** Provided information follows **

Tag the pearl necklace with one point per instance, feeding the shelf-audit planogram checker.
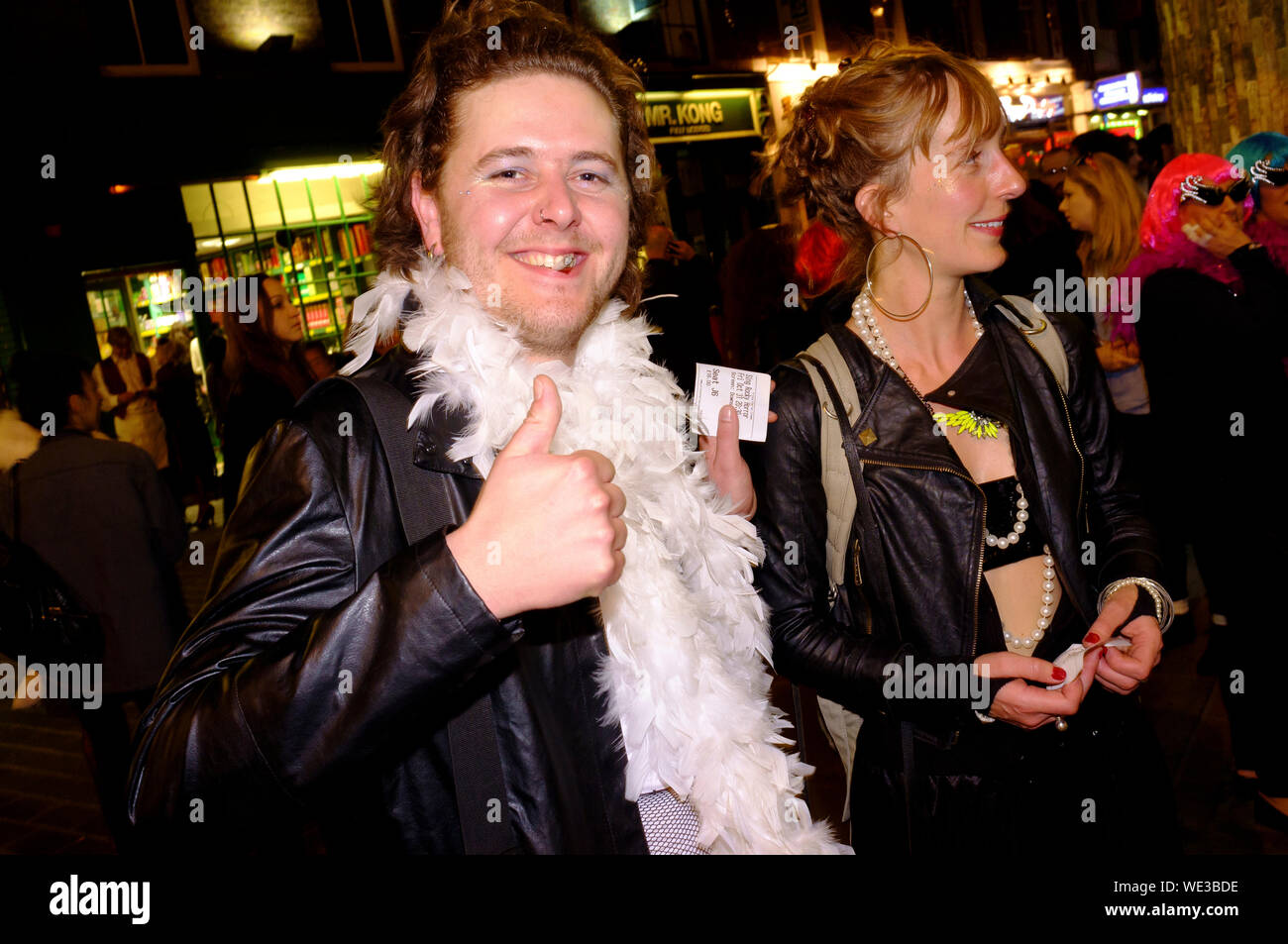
(870, 331)
(1018, 526)
(1044, 612)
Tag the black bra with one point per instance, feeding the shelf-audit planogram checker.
(1001, 496)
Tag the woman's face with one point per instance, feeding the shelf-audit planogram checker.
(1274, 204)
(957, 201)
(284, 316)
(1197, 211)
(1078, 207)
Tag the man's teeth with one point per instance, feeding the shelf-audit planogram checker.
(562, 262)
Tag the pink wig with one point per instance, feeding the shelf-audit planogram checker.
(1163, 245)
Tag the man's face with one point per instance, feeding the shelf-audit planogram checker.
(533, 205)
(956, 202)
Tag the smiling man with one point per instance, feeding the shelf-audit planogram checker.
(458, 608)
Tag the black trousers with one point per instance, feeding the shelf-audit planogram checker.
(1102, 786)
(107, 749)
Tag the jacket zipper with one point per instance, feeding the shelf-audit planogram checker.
(979, 574)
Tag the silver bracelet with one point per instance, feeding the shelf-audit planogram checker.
(1162, 599)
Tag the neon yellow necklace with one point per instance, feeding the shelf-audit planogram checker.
(969, 421)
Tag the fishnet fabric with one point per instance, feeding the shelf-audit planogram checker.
(670, 824)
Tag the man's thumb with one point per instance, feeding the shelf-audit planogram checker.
(541, 423)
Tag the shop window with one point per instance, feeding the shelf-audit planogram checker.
(361, 37)
(308, 226)
(143, 38)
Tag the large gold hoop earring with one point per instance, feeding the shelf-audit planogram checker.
(930, 273)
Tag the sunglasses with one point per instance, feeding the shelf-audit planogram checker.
(1271, 176)
(1196, 189)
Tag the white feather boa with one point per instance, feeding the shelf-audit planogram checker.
(687, 633)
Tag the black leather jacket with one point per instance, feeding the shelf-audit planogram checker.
(930, 515)
(257, 719)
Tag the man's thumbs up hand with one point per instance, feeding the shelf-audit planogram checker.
(546, 530)
(542, 420)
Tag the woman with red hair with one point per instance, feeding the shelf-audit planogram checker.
(1211, 331)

** End of Provided information **

Task to complete:
Return the full listing exactly as written, without any of its images.

Response box:
Tag the pearl necklace with one point per instance, feeding the shelf-audit planogram checker.
(870, 331)
(1018, 526)
(1044, 612)
Tag the black bra with one point per instance, feeding the shelf-audit planogram checker.
(1001, 496)
Tag the woman's face with one point per instance, feeding the shelf-audit planogram checker.
(1274, 204)
(957, 201)
(284, 316)
(1197, 211)
(1078, 207)
Tag the man's teeth with one point per instance, feeding the shelf-audit planogram checker.
(562, 262)
Tag the pink wig with one point per instance, feeding the shelf-audit planogram checker.
(1163, 245)
Tag the man's face with one point per instance, feeding the shelf-audit planogram checker.
(533, 205)
(956, 202)
Tag the smiling man with one point per instance, feeding the shelf-audit planogram checker.
(458, 608)
Tag the black trousers with one point per instance, feeding the shelf-audit planogram checker.
(1102, 786)
(107, 749)
Tag the jacket zipper with one point per instance, feeding the shelf-audit planogram checker.
(979, 574)
Tag the silver bracelet with one point per instance, feeding the shelf-audit planogram checker.
(1162, 599)
Tag the neon yellow necklace with one point per instance, feeding the shelf-audit planogram checker.
(969, 421)
Tag the fishnet fabric with one point per instance, feeding the shelf-audit planogram checker.
(670, 824)
Tag the man's thumb with one point per instance, feeding the shelf-audit planogram checker.
(541, 423)
Tag the shop window with one point per instance, feeding the shelf-audit planogram checker.
(361, 37)
(308, 226)
(143, 38)
Tag the large gold hoop earring with one point per instance, feeding the shelf-audit planogram checker.
(930, 273)
Tag the sunglasses with one point per instance, feeding the shelf-audit planogram checker.
(1271, 176)
(1196, 189)
Tag the white feather boa with one point per instance, feeding the shelf-audit planogram checker.
(687, 633)
Tag the black leather jacket with one point per instance, feeding the shelf-audit planogram checker.
(930, 515)
(257, 719)
Tag the man's thumbs up hand with one point per instance, feeding the shelf-audit planogram checker.
(546, 530)
(542, 420)
Tag the woman with red hair with one point per instance, feeding the shelf-audit planogram checker.
(1211, 331)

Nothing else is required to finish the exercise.